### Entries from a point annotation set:
_ _ _ _ _ _ _
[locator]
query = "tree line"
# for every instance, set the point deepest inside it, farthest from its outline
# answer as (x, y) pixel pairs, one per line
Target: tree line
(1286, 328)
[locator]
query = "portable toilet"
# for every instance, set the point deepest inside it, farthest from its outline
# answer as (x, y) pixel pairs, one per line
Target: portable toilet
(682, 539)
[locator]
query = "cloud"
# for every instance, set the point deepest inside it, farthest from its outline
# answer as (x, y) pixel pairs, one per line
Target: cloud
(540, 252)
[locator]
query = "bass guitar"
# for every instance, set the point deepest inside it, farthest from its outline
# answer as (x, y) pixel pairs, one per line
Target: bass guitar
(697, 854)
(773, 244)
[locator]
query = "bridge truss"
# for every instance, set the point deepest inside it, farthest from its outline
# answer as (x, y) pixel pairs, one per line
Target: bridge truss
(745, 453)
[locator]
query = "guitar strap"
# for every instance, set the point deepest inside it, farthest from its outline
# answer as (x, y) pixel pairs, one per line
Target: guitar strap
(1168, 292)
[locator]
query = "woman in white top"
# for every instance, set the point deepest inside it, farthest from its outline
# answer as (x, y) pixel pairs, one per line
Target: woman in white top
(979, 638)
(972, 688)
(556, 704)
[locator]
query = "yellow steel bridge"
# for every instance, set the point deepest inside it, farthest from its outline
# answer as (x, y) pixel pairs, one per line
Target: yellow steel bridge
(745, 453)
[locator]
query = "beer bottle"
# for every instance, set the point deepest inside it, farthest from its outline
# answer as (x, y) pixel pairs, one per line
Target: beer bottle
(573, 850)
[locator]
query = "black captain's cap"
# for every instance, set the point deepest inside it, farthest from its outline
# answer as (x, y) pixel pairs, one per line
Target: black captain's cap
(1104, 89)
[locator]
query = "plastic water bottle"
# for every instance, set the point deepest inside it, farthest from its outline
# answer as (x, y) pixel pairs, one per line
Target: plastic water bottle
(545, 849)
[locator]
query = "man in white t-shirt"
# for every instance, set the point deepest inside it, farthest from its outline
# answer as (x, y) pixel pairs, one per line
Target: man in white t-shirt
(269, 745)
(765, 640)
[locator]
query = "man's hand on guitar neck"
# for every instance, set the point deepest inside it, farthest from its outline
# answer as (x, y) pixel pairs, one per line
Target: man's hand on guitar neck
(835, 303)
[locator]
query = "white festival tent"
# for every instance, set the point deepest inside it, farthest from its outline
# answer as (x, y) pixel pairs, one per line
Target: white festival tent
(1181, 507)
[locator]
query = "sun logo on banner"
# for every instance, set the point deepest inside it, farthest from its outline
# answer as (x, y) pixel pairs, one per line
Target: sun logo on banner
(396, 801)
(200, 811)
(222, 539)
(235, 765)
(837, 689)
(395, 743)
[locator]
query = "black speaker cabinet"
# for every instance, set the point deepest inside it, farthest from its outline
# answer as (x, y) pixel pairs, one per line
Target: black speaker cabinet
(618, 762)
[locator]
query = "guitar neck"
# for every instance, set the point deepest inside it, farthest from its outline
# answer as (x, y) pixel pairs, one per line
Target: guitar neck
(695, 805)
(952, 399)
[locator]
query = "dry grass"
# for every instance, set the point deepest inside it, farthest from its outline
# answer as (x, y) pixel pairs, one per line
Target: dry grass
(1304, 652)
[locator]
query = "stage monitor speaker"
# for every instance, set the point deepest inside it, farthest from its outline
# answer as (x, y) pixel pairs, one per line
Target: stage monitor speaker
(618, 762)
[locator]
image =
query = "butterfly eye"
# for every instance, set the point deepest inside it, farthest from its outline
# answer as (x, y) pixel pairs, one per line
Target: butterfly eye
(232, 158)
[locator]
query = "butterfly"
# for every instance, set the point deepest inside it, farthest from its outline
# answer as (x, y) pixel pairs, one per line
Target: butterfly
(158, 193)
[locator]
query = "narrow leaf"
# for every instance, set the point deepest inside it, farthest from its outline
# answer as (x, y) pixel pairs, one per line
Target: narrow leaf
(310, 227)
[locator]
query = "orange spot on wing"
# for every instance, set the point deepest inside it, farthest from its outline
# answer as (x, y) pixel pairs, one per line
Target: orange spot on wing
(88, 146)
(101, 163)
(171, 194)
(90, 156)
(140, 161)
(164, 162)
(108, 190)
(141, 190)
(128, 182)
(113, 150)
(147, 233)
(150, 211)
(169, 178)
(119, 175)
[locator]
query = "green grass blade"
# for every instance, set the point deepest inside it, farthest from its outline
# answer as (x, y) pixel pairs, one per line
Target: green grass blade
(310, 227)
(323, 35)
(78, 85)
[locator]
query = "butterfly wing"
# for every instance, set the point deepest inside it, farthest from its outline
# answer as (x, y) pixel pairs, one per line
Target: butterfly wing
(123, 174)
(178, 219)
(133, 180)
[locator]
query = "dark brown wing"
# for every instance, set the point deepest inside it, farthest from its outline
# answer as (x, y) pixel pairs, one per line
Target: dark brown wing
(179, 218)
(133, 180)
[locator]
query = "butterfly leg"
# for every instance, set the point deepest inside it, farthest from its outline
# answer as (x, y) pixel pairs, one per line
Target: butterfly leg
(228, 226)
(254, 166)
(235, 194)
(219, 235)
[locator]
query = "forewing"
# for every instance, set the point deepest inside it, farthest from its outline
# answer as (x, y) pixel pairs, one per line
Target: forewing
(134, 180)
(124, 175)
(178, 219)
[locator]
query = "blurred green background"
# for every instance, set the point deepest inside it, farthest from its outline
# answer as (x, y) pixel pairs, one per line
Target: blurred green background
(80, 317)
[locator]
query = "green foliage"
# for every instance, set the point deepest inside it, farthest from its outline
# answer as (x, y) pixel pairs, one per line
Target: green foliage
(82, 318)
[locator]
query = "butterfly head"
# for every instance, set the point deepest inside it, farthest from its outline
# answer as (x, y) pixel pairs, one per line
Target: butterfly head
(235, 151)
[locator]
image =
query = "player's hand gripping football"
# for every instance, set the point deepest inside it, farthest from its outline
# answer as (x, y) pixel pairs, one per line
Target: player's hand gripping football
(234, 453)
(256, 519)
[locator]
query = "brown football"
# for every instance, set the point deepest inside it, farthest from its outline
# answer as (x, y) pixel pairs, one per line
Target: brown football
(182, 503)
_ _ _ _ _ _ _
### WHAT YOU WILL DO:
Rewrite the lines starting at the beginning of the entries and ending at the line containing "(1286, 328)", changing every "tree line" to "hedgerow" and leaving everything else unchanged.

### EXERCISE SOLUTION:
[locator]
query = "hedgerow"
# for every instance, set the point deepest inside it, farthest from its outline
# answer as (x, y) pixel pairs, one per line
Target: hedgerow
(1286, 328)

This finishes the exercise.